• _WHAT TO WORK ON_:
Quote the records below word for word, leaving out the pictures.

• _Image segmentation entries_:
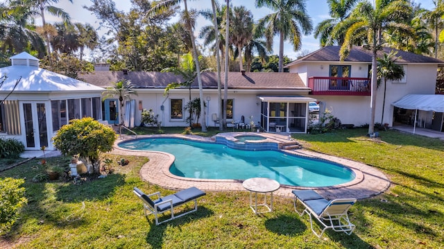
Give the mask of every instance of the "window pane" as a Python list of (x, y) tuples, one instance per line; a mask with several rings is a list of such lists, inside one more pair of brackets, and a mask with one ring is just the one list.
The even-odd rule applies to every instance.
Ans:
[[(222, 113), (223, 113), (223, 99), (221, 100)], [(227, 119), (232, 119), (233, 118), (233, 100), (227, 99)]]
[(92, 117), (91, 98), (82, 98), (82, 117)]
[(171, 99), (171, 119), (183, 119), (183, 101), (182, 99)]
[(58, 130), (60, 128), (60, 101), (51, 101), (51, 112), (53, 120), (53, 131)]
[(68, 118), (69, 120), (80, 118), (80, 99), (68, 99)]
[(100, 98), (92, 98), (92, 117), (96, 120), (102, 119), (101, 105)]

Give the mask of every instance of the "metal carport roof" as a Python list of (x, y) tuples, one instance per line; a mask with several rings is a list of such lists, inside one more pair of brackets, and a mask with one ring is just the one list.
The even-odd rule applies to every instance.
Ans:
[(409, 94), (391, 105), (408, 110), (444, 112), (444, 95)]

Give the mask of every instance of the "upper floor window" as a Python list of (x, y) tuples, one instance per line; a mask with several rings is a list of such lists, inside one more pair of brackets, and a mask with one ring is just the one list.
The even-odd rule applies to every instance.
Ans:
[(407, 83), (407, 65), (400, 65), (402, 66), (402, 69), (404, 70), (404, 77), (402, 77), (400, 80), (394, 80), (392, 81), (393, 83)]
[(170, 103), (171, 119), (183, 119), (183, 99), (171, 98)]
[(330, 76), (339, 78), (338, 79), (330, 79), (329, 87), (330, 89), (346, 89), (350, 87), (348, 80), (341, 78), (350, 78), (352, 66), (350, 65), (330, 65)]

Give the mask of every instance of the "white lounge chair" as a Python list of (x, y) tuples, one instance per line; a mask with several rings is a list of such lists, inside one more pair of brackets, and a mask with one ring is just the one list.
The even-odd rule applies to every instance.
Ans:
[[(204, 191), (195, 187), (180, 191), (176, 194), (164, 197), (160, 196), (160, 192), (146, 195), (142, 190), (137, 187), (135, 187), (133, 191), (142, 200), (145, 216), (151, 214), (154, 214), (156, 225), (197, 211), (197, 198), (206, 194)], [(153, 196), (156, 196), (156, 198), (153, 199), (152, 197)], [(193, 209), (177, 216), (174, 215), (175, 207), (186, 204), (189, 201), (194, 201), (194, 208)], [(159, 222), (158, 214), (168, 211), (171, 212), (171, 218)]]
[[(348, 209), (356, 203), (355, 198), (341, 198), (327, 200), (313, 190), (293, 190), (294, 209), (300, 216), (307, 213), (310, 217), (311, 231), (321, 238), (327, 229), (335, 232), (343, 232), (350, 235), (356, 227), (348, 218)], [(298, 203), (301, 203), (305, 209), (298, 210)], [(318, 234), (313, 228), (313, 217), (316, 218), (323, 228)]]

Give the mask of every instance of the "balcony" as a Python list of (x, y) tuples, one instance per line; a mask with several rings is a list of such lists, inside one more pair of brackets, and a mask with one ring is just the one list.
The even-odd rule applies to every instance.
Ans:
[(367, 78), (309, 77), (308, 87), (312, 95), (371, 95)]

• _WRITTEN ANSWER_:
Give the mask of every instance of the "window pane" as a Python list of (x, y) tuples, one instance per line; a mask with several rings is a list of such lists, inside one more pair of brackets, and a mask with one ring is just the one list.
The even-odd rule applies to every instance.
Ans:
[[(222, 113), (223, 113), (223, 99), (221, 100)], [(227, 119), (232, 119), (233, 118), (233, 100), (227, 99)]]
[(92, 117), (91, 98), (82, 98), (82, 117)]
[(171, 99), (171, 119), (183, 119), (183, 101), (182, 99)]
[(58, 130), (60, 128), (60, 101), (51, 101), (51, 112), (53, 120), (53, 131)]
[(68, 118), (69, 120), (80, 118), (80, 99), (68, 99)]
[(100, 98), (92, 98), (92, 117), (96, 120), (102, 119), (101, 105)]

Give the mask of every instance of the "metal carport roof" as a Python list of (x, y) tuples, one instance per line; a mask with several rings is a list of such lists, inside one more pair of brackets, and a mask with one ring is just the one list.
The even-odd rule applies to every instance.
Ans:
[(409, 94), (391, 105), (408, 110), (444, 112), (444, 95)]

Give the mask of every instance of the "upper floor window" as a Python list of (x, y) tuples, one instance per line; a mask with several rings is a list of such lists, inside one more pair of brackets, and a mask with one ring is just the one list.
The even-odd rule applies to every instance.
Ans:
[(407, 83), (407, 65), (400, 65), (402, 66), (402, 69), (404, 70), (404, 77), (402, 77), (400, 80), (394, 80), (392, 81), (393, 83)]
[(170, 103), (171, 119), (183, 119), (183, 99), (171, 98)]
[(330, 76), (339, 78), (338, 79), (330, 79), (329, 87), (330, 89), (346, 89), (350, 87), (348, 80), (341, 78), (350, 78), (352, 66), (350, 65), (330, 65)]

Give the mask of every instance of the "white lounge chair" as a Python list of (x, y) tuples, one instance per line; a mask with several rings is a list of such lists, inside one more pair of brackets, and a mask with one ring is just the one list.
The even-odd rule applies to every instance.
Ans:
[[(204, 191), (195, 187), (180, 191), (176, 194), (164, 197), (160, 196), (160, 192), (146, 195), (142, 190), (137, 187), (135, 187), (133, 191), (142, 200), (145, 216), (151, 214), (154, 214), (156, 225), (197, 211), (197, 198), (206, 194)], [(153, 196), (156, 196), (156, 198), (153, 199), (152, 197)], [(193, 209), (177, 216), (174, 215), (175, 207), (186, 204), (189, 201), (194, 201), (194, 208)], [(159, 222), (158, 214), (168, 211), (171, 212), (171, 218)]]
[[(348, 209), (356, 203), (355, 198), (341, 198), (327, 200), (313, 190), (293, 190), (294, 209), (300, 216), (307, 213), (310, 217), (311, 231), (321, 238), (327, 229), (335, 232), (343, 232), (350, 235), (356, 227), (348, 218)], [(298, 203), (301, 203), (305, 209), (298, 210)], [(318, 234), (313, 228), (313, 217), (316, 218), (323, 228)]]

Give the mask of every instance of the "balcony" as a Python list of (x, y) tuples, one instance per line; a mask with several rings is a list of such lists, inside one more pair of brackets, and a mask with one ring is just the one list.
The even-odd rule applies to every instance.
Ans:
[(367, 78), (309, 77), (308, 87), (312, 95), (371, 95)]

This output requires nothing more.